GIVEN EXERCISE 1 | Pull out each line of the rows below that contains the word "fried".

PASSAGE GIVEN |
You are here: Home > Alayna, friendships, Personal, sadness, self-improvement > Fighting With Friends, And My Relationship With Texts…

Fighting With Friends, And My Relationship With Texts…

That sounds like a band name, or a really violent Meetup event, but it is neither.

Yesterday was not really a good day. In fact, it was such an upsetting day that I don’t even really want to write about it. However, since that’s how I best process and make sense of life, I will.

Yesterday, I had a fight with a friend of mine. Or, more accurately, I had a fight with someone with whom I’ve been attempting to become friends (based on some comments made during said fight, I’m not sure if he considers us friends or not.)

This is not the first time we’ve had this fight, as it’s happened at least twice before. It had, however, been a month or so since the last time this fight occurred, so I rather thought we’d successfully worked through the issue. Other than this particular issue, we don’t seem to have any problems communicating, getting along, or building a friendship, which makes it even more frustrating.

The fight is about communication: specifically, how I spend far too much of my life engaging in it and he is less inclined to it than most people, both out of time constraints and temperament. I am really like a teenager with communication, constantly texting people and checking my FB and going through withdrawals if I am in a technology-free zone. (This, I’ve discussed in a previous post.) He is not; he is comfortable not communicating with people for fairly extended periods of time. Although I attempt not to judge, I think perhaps both of our views on communication are slightly unhealthy and make other people in our lives (not just each other) a bit frustrated.

Yet, yesterday’s fight almost ended with us walking away from a friendship that appears to be of some importance to both of us.

The odd thing is, I am aware that this person in my life actually *likes* me, as a friend and as a person. He’s had many complimentary things to say to me, appreciates my snarky,witty, occasionally self-deprecating sense of humour, and has been willing to engage in the exchange of long telephone conversations and Facebook e-mails full of what he terms “emotional intimacy” and what I call “bonding”. He’s told me he enjoys talking to me more than he enjoys talking to many people in the world. He’s mentioned he thinks I have a wonderful spirit, and am an intelligent, attractive, insightful, funny person. Whenever we spend time talking, we laugh a lot, and very easily. We also talk about more serious things, topics I wouldn’t necessarily open up about to someone I barely know.

Yet, as he reminded me yesterday, we barely know one another. He feels I am forcing a friendship to happen through demanding communication, and is angered by an approach he feels is aggressive. On the other hand, I had a hurt and confused look on my face that said “I thought we *were* friends”.

(Coordinate labeling data)
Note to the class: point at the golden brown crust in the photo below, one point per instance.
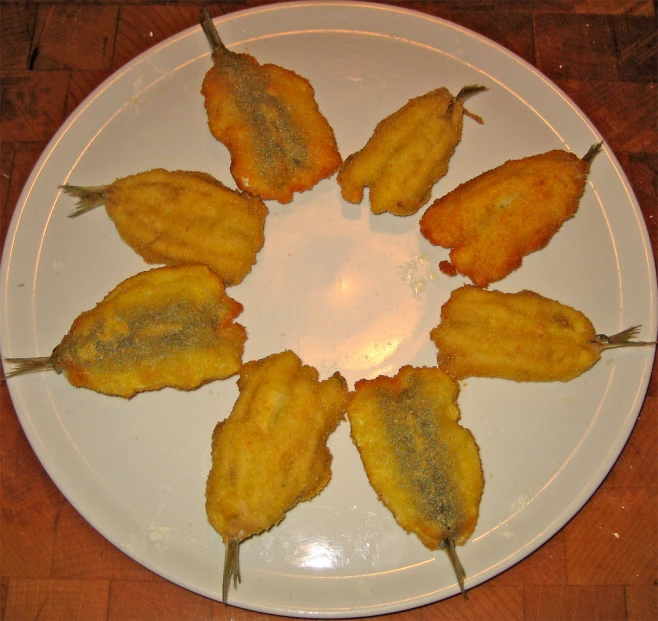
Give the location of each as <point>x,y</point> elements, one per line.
<point>518,336</point>
<point>407,154</point>
<point>170,326</point>
<point>269,120</point>
<point>271,453</point>
<point>494,220</point>
<point>424,466</point>
<point>188,217</point>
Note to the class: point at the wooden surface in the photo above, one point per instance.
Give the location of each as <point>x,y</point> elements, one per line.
<point>602,565</point>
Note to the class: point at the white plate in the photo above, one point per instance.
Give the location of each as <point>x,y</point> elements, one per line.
<point>344,289</point>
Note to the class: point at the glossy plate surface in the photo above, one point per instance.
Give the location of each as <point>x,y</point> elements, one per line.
<point>347,291</point>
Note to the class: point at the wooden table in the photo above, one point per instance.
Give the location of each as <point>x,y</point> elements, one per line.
<point>602,565</point>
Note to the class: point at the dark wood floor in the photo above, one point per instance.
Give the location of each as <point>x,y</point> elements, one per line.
<point>602,565</point>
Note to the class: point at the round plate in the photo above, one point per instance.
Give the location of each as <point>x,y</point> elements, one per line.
<point>344,289</point>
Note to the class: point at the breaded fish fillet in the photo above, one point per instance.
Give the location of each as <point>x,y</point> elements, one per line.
<point>271,452</point>
<point>269,120</point>
<point>518,336</point>
<point>169,326</point>
<point>494,220</point>
<point>182,217</point>
<point>424,466</point>
<point>407,154</point>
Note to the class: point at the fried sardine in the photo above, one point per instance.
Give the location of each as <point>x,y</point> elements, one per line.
<point>271,452</point>
<point>494,220</point>
<point>518,336</point>
<point>408,153</point>
<point>182,217</point>
<point>169,326</point>
<point>424,466</point>
<point>269,120</point>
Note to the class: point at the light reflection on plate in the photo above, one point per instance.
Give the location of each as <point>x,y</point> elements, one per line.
<point>344,289</point>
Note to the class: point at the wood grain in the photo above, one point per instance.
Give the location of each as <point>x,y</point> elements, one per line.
<point>602,565</point>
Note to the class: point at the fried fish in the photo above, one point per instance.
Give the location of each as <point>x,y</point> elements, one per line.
<point>269,120</point>
<point>518,336</point>
<point>271,452</point>
<point>494,220</point>
<point>182,217</point>
<point>408,153</point>
<point>424,466</point>
<point>169,326</point>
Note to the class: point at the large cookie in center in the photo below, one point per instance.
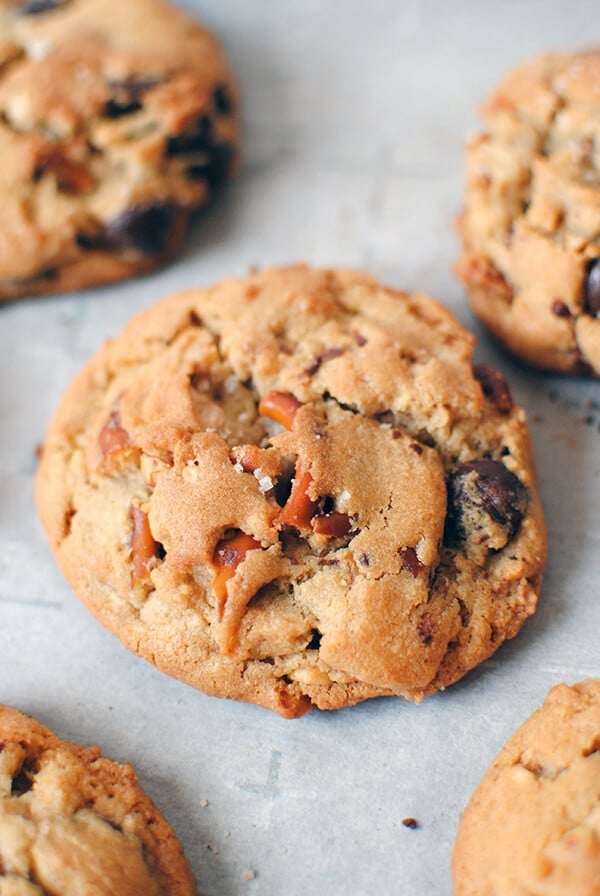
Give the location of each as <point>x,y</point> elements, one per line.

GIVEN EXERCISE 2 | Reproduce the part of the blog post about fighting with friends above, starting at "That sounds like" and ending at "friends or not.)".

WORKED ANSWER 1 |
Note to the class: point at the fried sardine in the photo above, one point per instance.
Note to the class: point at the fried fish in the photo above, one point per instance.

WORKED ANSWER 2 |
That sounds like a band name, or a really violent Meetup event, but it is neither.

Yesterday was not really a good day. In fact, it was such an upsetting day that I don’t even really want to write about it. However, since that’s how I best process and make sense of life, I will.

Yesterday, I had a fight with a friend of mine. Or, more accurately, I had a fight with someone with whom I’ve been attempting to become friends (based on some comments made during said fight, I’m not sure if he considers us friends or not.)